- [Written instruction]: Go through all the records below, switch every "pointer" to "marker", and give the lines again with nothing else changed.

- [Task inputs]:
══════
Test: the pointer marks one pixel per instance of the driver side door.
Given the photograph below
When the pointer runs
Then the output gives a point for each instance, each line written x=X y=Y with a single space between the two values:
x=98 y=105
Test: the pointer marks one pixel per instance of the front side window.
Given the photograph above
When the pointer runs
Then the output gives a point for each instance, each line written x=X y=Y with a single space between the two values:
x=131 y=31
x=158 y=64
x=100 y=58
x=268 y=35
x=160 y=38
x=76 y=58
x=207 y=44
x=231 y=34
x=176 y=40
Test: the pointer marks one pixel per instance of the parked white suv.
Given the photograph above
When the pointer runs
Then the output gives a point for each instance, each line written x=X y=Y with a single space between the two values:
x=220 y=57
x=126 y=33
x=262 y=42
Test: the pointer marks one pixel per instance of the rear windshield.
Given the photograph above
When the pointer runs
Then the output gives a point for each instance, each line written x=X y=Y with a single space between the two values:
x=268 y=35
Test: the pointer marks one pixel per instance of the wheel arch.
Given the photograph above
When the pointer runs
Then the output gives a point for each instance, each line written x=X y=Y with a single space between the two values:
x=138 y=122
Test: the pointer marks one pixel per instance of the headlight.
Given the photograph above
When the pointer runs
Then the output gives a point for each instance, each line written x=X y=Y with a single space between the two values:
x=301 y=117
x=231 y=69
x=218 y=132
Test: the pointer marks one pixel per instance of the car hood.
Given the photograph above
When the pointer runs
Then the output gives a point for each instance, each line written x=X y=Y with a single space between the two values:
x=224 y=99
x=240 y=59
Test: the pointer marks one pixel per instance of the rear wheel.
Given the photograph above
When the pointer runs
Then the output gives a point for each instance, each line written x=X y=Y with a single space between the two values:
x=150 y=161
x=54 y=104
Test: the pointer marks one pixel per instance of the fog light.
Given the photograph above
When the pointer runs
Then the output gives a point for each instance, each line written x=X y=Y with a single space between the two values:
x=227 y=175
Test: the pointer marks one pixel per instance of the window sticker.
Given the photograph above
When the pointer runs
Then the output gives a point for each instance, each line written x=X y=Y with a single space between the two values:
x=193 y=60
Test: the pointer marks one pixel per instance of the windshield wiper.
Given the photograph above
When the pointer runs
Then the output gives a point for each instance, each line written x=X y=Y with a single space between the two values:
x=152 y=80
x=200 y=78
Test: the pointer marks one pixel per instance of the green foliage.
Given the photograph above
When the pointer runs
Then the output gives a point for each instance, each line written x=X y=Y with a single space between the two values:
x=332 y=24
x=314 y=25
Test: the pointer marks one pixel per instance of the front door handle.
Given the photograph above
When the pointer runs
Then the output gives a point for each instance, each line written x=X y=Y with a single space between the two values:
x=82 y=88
══════
- [Result]:
Test: the marker marks one pixel per instance of the driver side door.
Given the photograph below
When the marker runs
Then the output gives a point for each instance, each line written x=X y=Y with a single space between the two values:
x=98 y=105
Test: the marker marks one pixel per instance of the front side window.
Given the photograph above
When the marker runs
Then the output gives a point for each instance, each line written x=X y=Y with a single space between the two values:
x=131 y=31
x=158 y=64
x=100 y=58
x=268 y=35
x=160 y=38
x=76 y=58
x=207 y=44
x=231 y=34
x=176 y=40
Test: the marker marks one pixel per instance of the parked white suv.
Given the photograph above
When the marker runs
Then the output gives a point for each instance, each line written x=X y=Y with a single space between the two values:
x=220 y=57
x=126 y=33
x=262 y=42
Test: the marker marks one pixel per instance of the rear windshield.
Given the photograph above
When the marker runs
Then the output gives a point for each instance, each line written x=X y=Y with a single space between the two values:
x=268 y=35
Test: the marker marks one pixel per instance of the wheel arch.
Given the photograph above
When the marker runs
Then the output gives a point for each instance, each line written x=X y=Y with a single space between the two values:
x=138 y=122
Test: the marker marks one pixel per instance of the headlight.
Given the photograph above
When the marker runs
Then the output gives a point for each instance, each line written x=X y=Y with a single space between the two values:
x=301 y=117
x=231 y=69
x=218 y=132
Test: the marker marks one pixel per instance of the car hood.
Given the photograph above
When the marker runs
Then the output gives a point for each instance, each line written x=X y=Y with a single space between the two values:
x=224 y=99
x=240 y=59
Test: the marker marks one pixel per instance of the rear wheel.
Given the photograph above
When the marker runs
Then the output gives a point for each instance, each line written x=X y=Y with a single space between the two values:
x=150 y=161
x=54 y=104
Test: the marker marks one pixel per instance of the fog light.
Given the photograph above
When the marker runs
Then the output gives a point for each instance, each line written x=X y=Y with a single space between the two values:
x=227 y=175
Test: the marker marks one pixel per instance of the window sticker.
Given the photograph above
When the marker runs
Then the output gives a point for each instance, each line written x=X y=Y with a single space between the two values:
x=193 y=60
Test: the marker marks one pixel per instance of the windshield wiper.
Given the photograph above
When the marker runs
Then the output gives a point for each instance, each line written x=X y=Y with a single space between the two values:
x=152 y=80
x=200 y=78
Test: the marker marks one pixel per instance of the green foliage.
Given the photograph above
When the marker runs
Then the output gives a point for each instance, each line written x=X y=Y with a single space between the two values:
x=332 y=24
x=314 y=25
Test: the marker marks one pixel per instance of the front door handle.
Given the photograph above
When the marker runs
Then the output gives a point for each instance, each line written x=X y=Y with a single space between the two values:
x=82 y=88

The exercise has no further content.